» Document extract:
------------------------------------------------
14 Feb, 2017 By: Erik Gruenwedel

New reality video series bowing on Apple Music streaming service

Despite revolutionizing music and digital media consumption through iTunes, the iPhone and iPad, Apple continues to avoid buying a studio and/or major content holder — despite sitting on $200 billion in free cash and no debt.

Instead, the media giant, through co-creator Ben Silverman, has produced two original TV shows: “Carpool Karaoke” with James Corden from “The Late Late Show”; and “Planet of the Apps,” an ad-free series debuting this spring on Apple Music in which a panel of celebrity judges — Jessica Alba, Gwyneth Paltrow, Gary Vaynerchuk and will.i.am (also show co-creator) — rate contestants’ app potential.

Selected apps are then pitched to Lightspeed Venture Partners, a venture capital firm, with the winner receiving $10 million in funding and prominent placement at the Apple Store.

Speaking Feb. 13 at Re/code’s tech confab in Dana Point, Calif., Eddy Cue, SVP of Internet software and services at Apple, was asked why the company hasn’t branched out further into Hollywood.
------------------------------------------------
» Dataset excerpts:
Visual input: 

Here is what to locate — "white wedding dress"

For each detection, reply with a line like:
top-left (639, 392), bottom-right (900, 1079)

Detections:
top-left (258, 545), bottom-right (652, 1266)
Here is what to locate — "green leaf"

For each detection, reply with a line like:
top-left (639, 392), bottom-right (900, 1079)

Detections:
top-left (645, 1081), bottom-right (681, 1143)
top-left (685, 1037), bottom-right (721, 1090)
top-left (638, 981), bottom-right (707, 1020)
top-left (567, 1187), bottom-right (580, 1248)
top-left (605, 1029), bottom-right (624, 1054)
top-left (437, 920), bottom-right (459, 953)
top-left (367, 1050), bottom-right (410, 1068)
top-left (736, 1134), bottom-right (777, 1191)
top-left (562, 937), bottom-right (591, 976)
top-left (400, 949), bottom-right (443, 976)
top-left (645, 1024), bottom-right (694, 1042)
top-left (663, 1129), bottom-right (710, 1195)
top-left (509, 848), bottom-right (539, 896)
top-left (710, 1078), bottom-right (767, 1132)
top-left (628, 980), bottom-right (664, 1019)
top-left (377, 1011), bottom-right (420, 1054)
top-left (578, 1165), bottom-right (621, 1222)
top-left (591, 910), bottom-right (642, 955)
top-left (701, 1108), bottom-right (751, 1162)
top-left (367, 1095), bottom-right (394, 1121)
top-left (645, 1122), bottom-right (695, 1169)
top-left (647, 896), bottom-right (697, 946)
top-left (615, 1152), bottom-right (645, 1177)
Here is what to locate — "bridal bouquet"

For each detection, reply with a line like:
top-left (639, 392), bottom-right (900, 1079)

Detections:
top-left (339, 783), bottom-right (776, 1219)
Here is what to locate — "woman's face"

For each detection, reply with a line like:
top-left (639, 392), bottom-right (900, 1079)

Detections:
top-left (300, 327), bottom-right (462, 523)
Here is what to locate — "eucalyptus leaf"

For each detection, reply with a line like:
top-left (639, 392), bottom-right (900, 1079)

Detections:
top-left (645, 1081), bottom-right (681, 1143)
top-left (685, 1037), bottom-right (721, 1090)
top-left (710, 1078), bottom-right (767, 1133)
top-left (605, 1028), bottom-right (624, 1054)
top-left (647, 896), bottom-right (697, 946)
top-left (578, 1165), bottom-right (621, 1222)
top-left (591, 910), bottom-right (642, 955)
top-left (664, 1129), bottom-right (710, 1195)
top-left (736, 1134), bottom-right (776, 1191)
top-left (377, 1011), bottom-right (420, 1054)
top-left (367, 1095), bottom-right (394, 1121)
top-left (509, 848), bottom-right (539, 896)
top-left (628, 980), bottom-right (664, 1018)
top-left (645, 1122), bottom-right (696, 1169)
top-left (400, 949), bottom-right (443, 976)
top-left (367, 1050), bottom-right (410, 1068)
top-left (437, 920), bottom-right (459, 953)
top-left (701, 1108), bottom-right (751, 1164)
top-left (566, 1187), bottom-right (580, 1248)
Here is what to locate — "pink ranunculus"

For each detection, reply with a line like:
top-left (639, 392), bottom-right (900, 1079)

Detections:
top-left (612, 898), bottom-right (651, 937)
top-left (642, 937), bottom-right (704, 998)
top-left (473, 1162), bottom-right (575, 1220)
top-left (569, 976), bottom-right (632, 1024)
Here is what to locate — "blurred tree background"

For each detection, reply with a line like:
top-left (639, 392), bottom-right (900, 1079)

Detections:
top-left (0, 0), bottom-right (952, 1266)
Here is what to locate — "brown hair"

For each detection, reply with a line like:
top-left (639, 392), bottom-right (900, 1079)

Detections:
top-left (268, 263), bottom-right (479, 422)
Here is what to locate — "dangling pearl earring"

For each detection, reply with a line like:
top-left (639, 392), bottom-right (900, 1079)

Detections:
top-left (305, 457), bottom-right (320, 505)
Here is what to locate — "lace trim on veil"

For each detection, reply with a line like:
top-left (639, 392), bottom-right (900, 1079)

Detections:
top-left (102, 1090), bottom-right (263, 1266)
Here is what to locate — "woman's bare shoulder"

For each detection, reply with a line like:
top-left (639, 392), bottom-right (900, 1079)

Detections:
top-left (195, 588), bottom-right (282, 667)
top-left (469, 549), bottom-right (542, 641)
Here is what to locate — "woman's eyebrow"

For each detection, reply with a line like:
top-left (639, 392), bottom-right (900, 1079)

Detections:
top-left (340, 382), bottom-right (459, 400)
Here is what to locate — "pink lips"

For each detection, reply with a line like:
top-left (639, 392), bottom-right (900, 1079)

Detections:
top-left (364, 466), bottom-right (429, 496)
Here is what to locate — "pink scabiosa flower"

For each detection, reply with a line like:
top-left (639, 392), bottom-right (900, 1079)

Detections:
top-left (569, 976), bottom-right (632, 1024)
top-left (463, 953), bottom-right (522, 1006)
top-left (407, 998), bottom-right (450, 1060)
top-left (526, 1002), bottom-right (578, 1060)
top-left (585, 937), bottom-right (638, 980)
------------------------------------------------
» Parts of the exercise:
a - Answer these about the Apple Music article:
(i) How much free cash is Apple said to be sitting on?
(ii) To which venture capital firm are the selected apps pitched?
(iii) On what date did Eddy Cue speak at Re/code's tech confab?
b - Duplicate everything in the Apple Music article from "Instead, the media" down to "contestants’ app potential.", leaving the wording unchanged.

» Full answers:
a -
(i) $200 billion
(ii) Lightspeed Venture Partners
(iii) Feb. 13

b -
Instead, the media giant, through co-creator Ben Silverman, has produced two original TV shows: “Carpool Karaoke” with James Corden from “The Late Late Show”; and “Planet of the Apps,” an ad-free series debuting this spring on Apple Music in which a panel of celebrity judges — Jessica Alba, Gwyneth Paltrow, Gary Vaynerchuk and will.i.am (also show co-creator) — rate contestants’ app potential.